What to produce> Reproduce the listing below verbatim.
☆ ☆ ☆ ☆
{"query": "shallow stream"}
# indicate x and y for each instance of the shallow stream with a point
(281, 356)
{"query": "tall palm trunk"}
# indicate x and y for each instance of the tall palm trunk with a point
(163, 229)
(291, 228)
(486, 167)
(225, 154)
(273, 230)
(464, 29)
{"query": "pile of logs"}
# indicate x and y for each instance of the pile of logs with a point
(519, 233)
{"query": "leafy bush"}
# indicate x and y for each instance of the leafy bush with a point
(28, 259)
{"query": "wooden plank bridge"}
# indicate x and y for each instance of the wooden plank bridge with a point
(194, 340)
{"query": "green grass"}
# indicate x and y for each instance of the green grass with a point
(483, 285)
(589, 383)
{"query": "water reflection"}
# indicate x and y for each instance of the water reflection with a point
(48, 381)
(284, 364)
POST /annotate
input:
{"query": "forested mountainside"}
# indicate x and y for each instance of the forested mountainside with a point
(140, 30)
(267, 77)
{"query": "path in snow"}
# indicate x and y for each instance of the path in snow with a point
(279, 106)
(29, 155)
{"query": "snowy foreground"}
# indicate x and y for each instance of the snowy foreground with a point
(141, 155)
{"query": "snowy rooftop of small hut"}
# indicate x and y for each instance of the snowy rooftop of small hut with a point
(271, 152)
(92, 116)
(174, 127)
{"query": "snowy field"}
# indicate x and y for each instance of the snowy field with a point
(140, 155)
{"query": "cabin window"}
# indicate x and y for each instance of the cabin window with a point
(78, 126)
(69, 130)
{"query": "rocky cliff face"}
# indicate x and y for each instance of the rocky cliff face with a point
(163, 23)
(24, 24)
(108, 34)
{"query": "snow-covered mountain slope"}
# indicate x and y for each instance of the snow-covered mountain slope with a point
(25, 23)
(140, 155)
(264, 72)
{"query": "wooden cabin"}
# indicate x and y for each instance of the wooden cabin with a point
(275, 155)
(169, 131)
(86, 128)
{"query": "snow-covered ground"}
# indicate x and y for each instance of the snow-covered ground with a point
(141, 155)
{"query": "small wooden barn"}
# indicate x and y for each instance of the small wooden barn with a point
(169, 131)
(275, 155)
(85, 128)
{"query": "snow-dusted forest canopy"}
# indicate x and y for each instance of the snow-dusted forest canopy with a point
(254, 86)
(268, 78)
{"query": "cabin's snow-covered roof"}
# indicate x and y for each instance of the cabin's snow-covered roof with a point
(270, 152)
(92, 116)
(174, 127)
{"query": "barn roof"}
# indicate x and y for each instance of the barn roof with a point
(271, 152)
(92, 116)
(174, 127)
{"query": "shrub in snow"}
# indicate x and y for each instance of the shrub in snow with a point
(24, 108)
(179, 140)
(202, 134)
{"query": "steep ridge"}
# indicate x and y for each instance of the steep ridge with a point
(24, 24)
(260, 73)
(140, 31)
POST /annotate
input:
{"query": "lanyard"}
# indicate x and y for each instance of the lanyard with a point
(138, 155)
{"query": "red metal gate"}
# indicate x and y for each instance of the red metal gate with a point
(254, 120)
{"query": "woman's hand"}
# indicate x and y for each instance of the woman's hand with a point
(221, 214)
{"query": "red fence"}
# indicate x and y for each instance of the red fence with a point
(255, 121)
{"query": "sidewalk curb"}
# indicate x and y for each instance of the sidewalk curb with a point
☆ ☆ ☆ ☆
Written response>
{"query": "shallow stream"}
# indicate x and y for each instance of the shallow stream with a point
(281, 356)
{"query": "tall palm trunk"}
# indicate x and y for each instance of the tall palm trunk with a point
(163, 229)
(291, 228)
(486, 167)
(225, 154)
(273, 230)
(464, 29)
{"query": "pile of logs"}
# indicate x and y for each instance of the pile of logs with a point
(519, 233)
{"query": "leafy bush"}
# indicate x and y for each instance of the leafy bush with a point
(28, 259)
{"query": "wooden plank bridge"}
# indicate x and y for each instance of the wooden plank bridge with a point
(194, 340)
{"query": "green grass"}
# indicate x and y for each instance of the green grass with a point
(483, 285)
(589, 383)
{"query": "water reflection"}
# indicate x and y for each instance of the water reflection with a point
(48, 381)
(284, 364)
POST /annotate
input:
{"query": "forested mountainside"}
# indicate x and y for each instance of the forested mountainside with a point
(140, 30)
(267, 77)
{"query": "path in snow"}
# indicate x and y for each instance of the path in snow with a point
(279, 106)
(29, 155)
{"query": "snowy foreground"}
# indicate x and y for each instance of the snowy foreground with a point
(141, 155)
{"query": "snowy rooftop of small hut"}
# indicate x and y for each instance of the snowy rooftop of small hut with a point
(271, 152)
(92, 116)
(174, 127)
{"query": "snowy field"}
# indicate x and y for each instance of the snowy field with a point
(140, 155)
{"query": "cabin window"}
# indicate x and y for each instance of the cabin window with a point
(78, 126)
(69, 130)
{"query": "rocky cliff face"}
# indicate x and y for each instance of the rocky cliff face with a point
(163, 23)
(24, 24)
(108, 34)
{"query": "snow-covered mountain slope"}
# indicate x and y for each instance of the snow-covered mountain slope with a point
(25, 23)
(140, 155)
(264, 72)
{"query": "wooden cabin"}
# indicate x and y for each instance of the wooden cabin with a point
(275, 155)
(169, 131)
(86, 128)
{"query": "snow-covered ground"}
# indicate x and y for each instance of the snow-covered ground with a point
(141, 155)
{"query": "small wooden barn"}
# indicate x and y for each instance of the small wooden barn with a point
(169, 131)
(275, 155)
(85, 128)
{"query": "snow-dusted forest canopy"}
# indicate x and y for each instance of the snow-dusted forest canopy with a point
(254, 86)
(268, 78)
{"query": "cabin's snow-covered roof"}
# indicate x and y for each instance of the cabin's snow-covered roof with a point
(270, 152)
(92, 116)
(174, 127)
{"query": "barn roof"}
# indicate x and y for each instance of the barn roof with a point
(271, 152)
(92, 116)
(174, 127)
{"query": "shrub in snow"}
# indicate x and y for each instance of the shrub in snow with a point
(24, 108)
(179, 140)
(202, 134)
{"query": "steep ridge"}
# indicate x and y for each instance of the steep ridge with a point
(24, 24)
(260, 73)
(140, 31)
POST /annotate
input:
{"query": "lanyard"}
# indicate x and y for each instance of the lanyard with a point
(138, 155)
{"query": "red metal gate"}
# indicate x and y for each instance of the red metal gate with a point
(254, 120)
{"query": "woman's hand"}
# indicate x and y for each instance of the woman's hand with a point
(221, 214)
{"query": "red fence"}
# indicate x and y for each instance of the red fence with a point
(255, 121)
{"query": "sidewalk curb"}
# indicate x and y for each instance of the sidewalk curb with a point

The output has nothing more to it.